Written exercise: Format the data, from the line containing "q=white cloud&mode=box" down to the line containing "[32,180,370,209]", as a JSON list of strings, one string per line with blank lines left out. Include both of those end lines.

Start of Input rows

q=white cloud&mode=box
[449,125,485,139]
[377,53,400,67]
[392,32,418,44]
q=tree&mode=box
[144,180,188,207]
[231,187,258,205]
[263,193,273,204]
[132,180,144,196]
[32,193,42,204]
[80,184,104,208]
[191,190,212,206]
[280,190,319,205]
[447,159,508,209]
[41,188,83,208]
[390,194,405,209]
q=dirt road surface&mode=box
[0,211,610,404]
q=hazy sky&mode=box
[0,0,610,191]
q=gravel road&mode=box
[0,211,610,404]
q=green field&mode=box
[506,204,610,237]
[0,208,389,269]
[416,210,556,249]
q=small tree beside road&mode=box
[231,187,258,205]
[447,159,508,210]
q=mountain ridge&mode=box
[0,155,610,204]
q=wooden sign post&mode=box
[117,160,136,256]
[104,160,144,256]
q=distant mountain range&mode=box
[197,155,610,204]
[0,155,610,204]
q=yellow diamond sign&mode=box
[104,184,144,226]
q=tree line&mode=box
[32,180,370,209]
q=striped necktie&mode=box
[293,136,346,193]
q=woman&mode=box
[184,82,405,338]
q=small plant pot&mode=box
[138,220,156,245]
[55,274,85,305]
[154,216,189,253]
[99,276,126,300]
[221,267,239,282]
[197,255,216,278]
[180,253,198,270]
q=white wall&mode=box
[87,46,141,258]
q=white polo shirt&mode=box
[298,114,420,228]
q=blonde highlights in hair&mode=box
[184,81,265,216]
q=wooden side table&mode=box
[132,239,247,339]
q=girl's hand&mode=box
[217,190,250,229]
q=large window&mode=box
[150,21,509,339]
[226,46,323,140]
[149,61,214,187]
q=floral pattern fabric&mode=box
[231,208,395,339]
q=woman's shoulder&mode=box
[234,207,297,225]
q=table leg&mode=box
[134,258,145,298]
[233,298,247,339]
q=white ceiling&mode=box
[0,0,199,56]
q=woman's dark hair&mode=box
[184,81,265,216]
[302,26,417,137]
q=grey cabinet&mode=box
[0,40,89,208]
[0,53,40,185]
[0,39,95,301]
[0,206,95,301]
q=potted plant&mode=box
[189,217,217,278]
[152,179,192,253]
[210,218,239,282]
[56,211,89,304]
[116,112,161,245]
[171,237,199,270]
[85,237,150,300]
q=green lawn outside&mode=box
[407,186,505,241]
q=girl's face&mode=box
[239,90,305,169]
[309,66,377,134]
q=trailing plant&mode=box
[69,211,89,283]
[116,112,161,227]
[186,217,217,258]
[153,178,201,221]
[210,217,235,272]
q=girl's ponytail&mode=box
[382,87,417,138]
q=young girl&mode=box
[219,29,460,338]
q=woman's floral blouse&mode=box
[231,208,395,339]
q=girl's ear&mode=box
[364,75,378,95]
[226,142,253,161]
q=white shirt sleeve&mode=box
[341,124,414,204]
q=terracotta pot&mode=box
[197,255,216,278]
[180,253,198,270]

End of Input rows
Start of Input rows

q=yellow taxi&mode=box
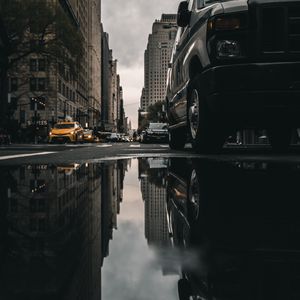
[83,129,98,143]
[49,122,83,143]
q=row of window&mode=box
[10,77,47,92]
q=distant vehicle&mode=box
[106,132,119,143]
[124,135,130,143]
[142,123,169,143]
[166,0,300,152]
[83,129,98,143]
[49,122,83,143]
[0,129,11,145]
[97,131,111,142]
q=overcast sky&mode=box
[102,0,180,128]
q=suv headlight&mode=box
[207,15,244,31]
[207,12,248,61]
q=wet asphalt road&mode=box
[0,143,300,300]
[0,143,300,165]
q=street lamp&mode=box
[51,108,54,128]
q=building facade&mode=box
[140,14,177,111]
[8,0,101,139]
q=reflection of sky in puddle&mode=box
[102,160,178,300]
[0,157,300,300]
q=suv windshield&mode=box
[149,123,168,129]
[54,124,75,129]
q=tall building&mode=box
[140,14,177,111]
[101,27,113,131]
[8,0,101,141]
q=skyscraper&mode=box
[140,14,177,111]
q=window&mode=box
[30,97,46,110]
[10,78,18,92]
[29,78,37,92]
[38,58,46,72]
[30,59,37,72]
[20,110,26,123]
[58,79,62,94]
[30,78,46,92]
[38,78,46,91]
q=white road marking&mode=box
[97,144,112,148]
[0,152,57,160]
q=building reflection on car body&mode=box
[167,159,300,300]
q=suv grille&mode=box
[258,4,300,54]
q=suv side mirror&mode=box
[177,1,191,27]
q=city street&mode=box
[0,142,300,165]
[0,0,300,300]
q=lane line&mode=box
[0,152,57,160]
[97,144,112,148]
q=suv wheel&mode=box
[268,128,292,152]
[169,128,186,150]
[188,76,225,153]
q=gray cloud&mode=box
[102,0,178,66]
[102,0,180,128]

End of Input rows

Response below:
[
  "q=white cloud&mode=box",
  "[449,125,485,139]",
  "[377,53,400,67]",
  "[392,32,418,44]",
  "q=tree&mode=box",
  "[144,180,188,207]",
  "[231,187,258,205]",
  "[263,193,273,204]",
  "[132,180,144,196]",
  "[32,193,42,204]",
  "[80,184,104,208]",
  "[191,190,212,206]",
  "[280,190,319,205]",
  "[447,159,508,209]",
  "[41,188,83,208]",
  "[390,194,405,209]",
  "q=dirt road surface&mode=box",
  "[0,211,610,404]",
  "q=hazy sky&mode=box",
  "[0,0,610,191]",
  "q=gravel road&mode=box",
  "[0,211,610,404]",
  "q=green field&mode=box",
  "[506,204,610,237]",
  "[0,208,389,269]",
  "[416,210,556,249]",
  "q=small tree beside road&mode=box",
  "[231,187,258,205]",
  "[447,159,508,210]",
  "q=mountain ridge&mode=box",
  "[0,155,610,204]",
  "q=wooden sign post&mode=box",
  "[117,160,136,256]",
  "[104,160,144,256]",
  "q=distant mountain range&mode=box",
  "[197,155,610,204]",
  "[0,155,610,204]",
  "q=yellow diamond sign&mode=box",
  "[104,184,144,226]",
  "q=tree line&mode=box",
  "[32,180,370,209]"
]